Task details: Copy out the passage below about Chester Bennington and Linkin Park word for word, from its first line to its last.

Passage shown:
Don't take other people seriously. Find your finish line.

Why Is Everything So Heavy?

"I'm holding on."

I know that at this point all the talk surrounding Chester Bennington's suicide is probably wearing thin on everybody. But, quite frankly, I'm not done talking about it yet, so bear with me.

Chester Bennington was the lead singer of Linkin Park. This is a band that helped me get through most of middle school and high school. They helped me through a lot of insecurities, anxieties, and difficulties. Their music was always a huge inspiration for me in my upbringing. 

And I'm certainly not the only one that Linkin Park helped out. Linkin Park was a voice for a group of people who didn't have one. A group of angsty teenagers who had real issues but either didn't think they were important or didn't think anyone cared enough to listen. "Why was Linkin Park a voice for this group?" Because their music spoke to them. "Why did their music speak to them?" Because the lyrics encapsulated the way these kids felt. 

"Crawling in my skin. These wounds, they will not heal. Fear is how I fall. Confusing what is real."

Records from a dataset:
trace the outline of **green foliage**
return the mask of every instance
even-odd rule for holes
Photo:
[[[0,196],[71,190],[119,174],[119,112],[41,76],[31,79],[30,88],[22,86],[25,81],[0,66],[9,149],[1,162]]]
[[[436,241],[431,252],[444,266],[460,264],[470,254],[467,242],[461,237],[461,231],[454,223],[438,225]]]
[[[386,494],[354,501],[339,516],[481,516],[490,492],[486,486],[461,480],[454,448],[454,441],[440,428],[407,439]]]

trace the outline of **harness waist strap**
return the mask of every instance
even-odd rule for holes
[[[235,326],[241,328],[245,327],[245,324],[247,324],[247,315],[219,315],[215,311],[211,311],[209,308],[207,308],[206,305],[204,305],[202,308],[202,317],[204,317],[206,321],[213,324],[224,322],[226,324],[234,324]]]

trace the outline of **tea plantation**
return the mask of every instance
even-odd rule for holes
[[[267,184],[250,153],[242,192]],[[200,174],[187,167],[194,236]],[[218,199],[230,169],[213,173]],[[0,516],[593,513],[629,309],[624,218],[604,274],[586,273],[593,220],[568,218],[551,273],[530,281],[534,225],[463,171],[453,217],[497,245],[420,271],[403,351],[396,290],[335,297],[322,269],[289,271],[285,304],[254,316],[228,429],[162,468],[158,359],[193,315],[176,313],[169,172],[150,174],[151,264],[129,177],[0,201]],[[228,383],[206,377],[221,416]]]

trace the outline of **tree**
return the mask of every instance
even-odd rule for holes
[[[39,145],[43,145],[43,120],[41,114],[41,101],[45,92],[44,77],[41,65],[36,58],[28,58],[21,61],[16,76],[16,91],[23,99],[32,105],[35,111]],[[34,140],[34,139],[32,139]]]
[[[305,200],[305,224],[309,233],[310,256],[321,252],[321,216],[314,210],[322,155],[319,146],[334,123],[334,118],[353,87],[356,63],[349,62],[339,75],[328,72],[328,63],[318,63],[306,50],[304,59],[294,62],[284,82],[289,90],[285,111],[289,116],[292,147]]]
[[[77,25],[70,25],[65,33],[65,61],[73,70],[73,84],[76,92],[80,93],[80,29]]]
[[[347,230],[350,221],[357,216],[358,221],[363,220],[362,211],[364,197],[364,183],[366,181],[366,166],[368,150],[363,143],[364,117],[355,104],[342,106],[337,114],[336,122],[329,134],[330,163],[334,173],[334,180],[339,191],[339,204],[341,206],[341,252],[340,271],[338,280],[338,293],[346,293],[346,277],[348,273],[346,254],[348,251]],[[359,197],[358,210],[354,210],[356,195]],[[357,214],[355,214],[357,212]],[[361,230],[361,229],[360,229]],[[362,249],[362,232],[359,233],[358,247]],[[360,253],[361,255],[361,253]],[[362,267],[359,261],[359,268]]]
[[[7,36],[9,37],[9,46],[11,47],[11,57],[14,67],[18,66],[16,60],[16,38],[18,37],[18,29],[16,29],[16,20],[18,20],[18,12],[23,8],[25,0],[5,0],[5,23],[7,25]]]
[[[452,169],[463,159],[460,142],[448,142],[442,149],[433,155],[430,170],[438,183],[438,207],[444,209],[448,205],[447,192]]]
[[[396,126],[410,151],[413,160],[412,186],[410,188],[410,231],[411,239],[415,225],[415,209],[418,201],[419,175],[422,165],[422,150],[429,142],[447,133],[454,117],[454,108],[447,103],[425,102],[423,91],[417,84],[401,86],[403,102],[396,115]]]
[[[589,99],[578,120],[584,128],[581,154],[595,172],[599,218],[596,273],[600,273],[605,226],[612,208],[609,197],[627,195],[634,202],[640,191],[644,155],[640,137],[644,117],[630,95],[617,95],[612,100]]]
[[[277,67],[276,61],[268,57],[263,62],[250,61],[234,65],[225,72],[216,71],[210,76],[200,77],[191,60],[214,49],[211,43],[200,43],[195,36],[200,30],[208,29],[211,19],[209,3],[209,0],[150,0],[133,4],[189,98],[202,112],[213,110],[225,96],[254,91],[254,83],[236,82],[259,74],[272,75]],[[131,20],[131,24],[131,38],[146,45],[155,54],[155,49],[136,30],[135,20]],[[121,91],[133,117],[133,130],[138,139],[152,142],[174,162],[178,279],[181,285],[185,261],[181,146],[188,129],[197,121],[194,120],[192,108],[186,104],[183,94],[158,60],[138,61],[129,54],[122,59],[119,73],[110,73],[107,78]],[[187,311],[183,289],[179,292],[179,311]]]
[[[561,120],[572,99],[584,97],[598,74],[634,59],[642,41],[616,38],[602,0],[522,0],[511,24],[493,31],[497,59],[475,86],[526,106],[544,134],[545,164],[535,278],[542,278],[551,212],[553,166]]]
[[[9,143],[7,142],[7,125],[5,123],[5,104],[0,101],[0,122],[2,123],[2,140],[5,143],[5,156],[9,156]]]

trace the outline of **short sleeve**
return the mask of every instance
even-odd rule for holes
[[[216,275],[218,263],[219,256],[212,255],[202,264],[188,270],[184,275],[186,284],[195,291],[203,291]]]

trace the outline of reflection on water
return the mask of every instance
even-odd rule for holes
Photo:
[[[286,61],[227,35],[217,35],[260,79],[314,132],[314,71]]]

Solved problem:
Don't take other people seriously. Find your finish line.

Why Is Everything So Heavy?

"I'm holding on."

I know that at this point all the talk surrounding Chester Bennington's suicide is probably wearing thin on everybody. But, quite frankly, I'm not done talking about it yet, so bear with me.

Chester Bennington was the lead singer of Linkin Park. This is a band that helped me get through most of middle school and high school. They helped me through a lot of insecurities, anxieties, and difficulties. Their music was always a huge inspiration for me in my upbringing. 

And I'm certainly not the only one that Linkin Park helped out. Linkin Park was a voice for a group of people who didn't have one. A group of angsty teenagers who had real issues but either didn't think they were important or didn't think anyone cared enough to listen. "Why was Linkin Park a voice for this group?" Because their music spoke to them. "Why did their music speak to them?" Because the lyrics encapsulated the way these kids felt. 

"Crawling in my skin. These wounds, they will not heal. Fear is how I fall. Confusing what is real."